- **What you need to do**: Reproduce all of the records below line for line, leaving out the pictures.

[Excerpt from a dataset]
——

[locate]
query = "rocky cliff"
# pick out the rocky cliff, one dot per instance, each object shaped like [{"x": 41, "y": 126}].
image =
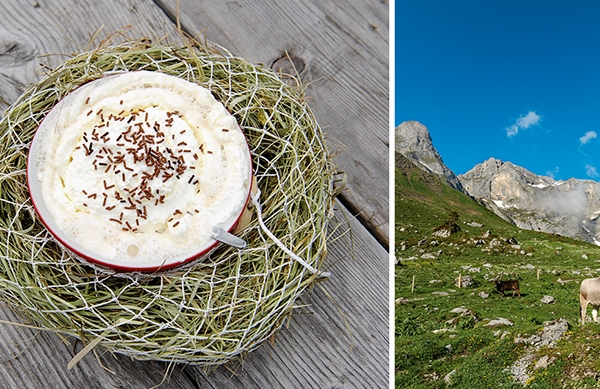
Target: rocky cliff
[
  {"x": 533, "y": 202},
  {"x": 414, "y": 142}
]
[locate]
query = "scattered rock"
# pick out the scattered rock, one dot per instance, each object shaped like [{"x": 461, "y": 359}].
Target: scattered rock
[
  {"x": 547, "y": 299},
  {"x": 463, "y": 311},
  {"x": 502, "y": 334},
  {"x": 465, "y": 281},
  {"x": 499, "y": 322},
  {"x": 442, "y": 330},
  {"x": 442, "y": 233},
  {"x": 448, "y": 377},
  {"x": 544, "y": 362},
  {"x": 512, "y": 240},
  {"x": 519, "y": 369},
  {"x": 532, "y": 340},
  {"x": 553, "y": 330},
  {"x": 562, "y": 282}
]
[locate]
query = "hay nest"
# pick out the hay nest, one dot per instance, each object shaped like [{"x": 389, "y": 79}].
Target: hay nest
[{"x": 217, "y": 309}]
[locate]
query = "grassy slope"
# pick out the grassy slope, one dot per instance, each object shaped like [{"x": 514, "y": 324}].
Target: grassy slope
[{"x": 480, "y": 357}]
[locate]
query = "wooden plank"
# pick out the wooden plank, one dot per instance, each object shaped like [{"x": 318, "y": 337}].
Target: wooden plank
[
  {"x": 339, "y": 336},
  {"x": 340, "y": 49},
  {"x": 340, "y": 340},
  {"x": 55, "y": 29}
]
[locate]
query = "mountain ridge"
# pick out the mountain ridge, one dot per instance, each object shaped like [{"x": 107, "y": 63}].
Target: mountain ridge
[{"x": 527, "y": 200}]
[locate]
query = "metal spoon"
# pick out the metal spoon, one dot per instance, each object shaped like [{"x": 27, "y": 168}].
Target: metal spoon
[{"x": 227, "y": 238}]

——

- **Response to this exercise**:
[locate]
query = "rocky cliff"
# pick out the rocky cliff, one dot per instance, each object shaped like [{"x": 41, "y": 126}].
image =
Target: rocky cliff
[
  {"x": 533, "y": 202},
  {"x": 414, "y": 142}
]
[locate]
query = "scattered rock"
# pick out the scattered rock, one dot per instance, each object shaped like [{"x": 461, "y": 359}].
Target: scattered rock
[
  {"x": 547, "y": 299},
  {"x": 463, "y": 311},
  {"x": 502, "y": 334},
  {"x": 465, "y": 281},
  {"x": 499, "y": 322},
  {"x": 442, "y": 330},
  {"x": 442, "y": 233},
  {"x": 448, "y": 377},
  {"x": 544, "y": 362},
  {"x": 512, "y": 240},
  {"x": 519, "y": 369},
  {"x": 532, "y": 340},
  {"x": 553, "y": 330},
  {"x": 562, "y": 282}
]
[locate]
query = "hay nest"
# pick out the hay nest, one dot per instance, each object shaped like [{"x": 389, "y": 79}].
Target: hay nest
[{"x": 217, "y": 309}]
[locate]
query = "grassy slope"
# pick out the grassy slope, one dot per instance, each object shaped like [{"x": 514, "y": 324}].
Target: grassy slope
[{"x": 480, "y": 357}]
[locate]
query = "wooden plank"
# pick out the wooden plank, one dot per instance, each object shaped like [{"x": 318, "y": 337}].
Target: wooden plank
[
  {"x": 339, "y": 336},
  {"x": 340, "y": 49},
  {"x": 340, "y": 340},
  {"x": 55, "y": 29}
]
[locate]
query = "mountain ridge"
# pick out the mountain ridge, one dot per instance, each object shaped like [{"x": 107, "y": 63}].
Target: mountain ridge
[{"x": 527, "y": 200}]
[locate]
query = "metal spoon"
# pick out the metal spoon, one dot per instance, each object shaped like [{"x": 27, "y": 168}].
Target: metal spoon
[{"x": 227, "y": 238}]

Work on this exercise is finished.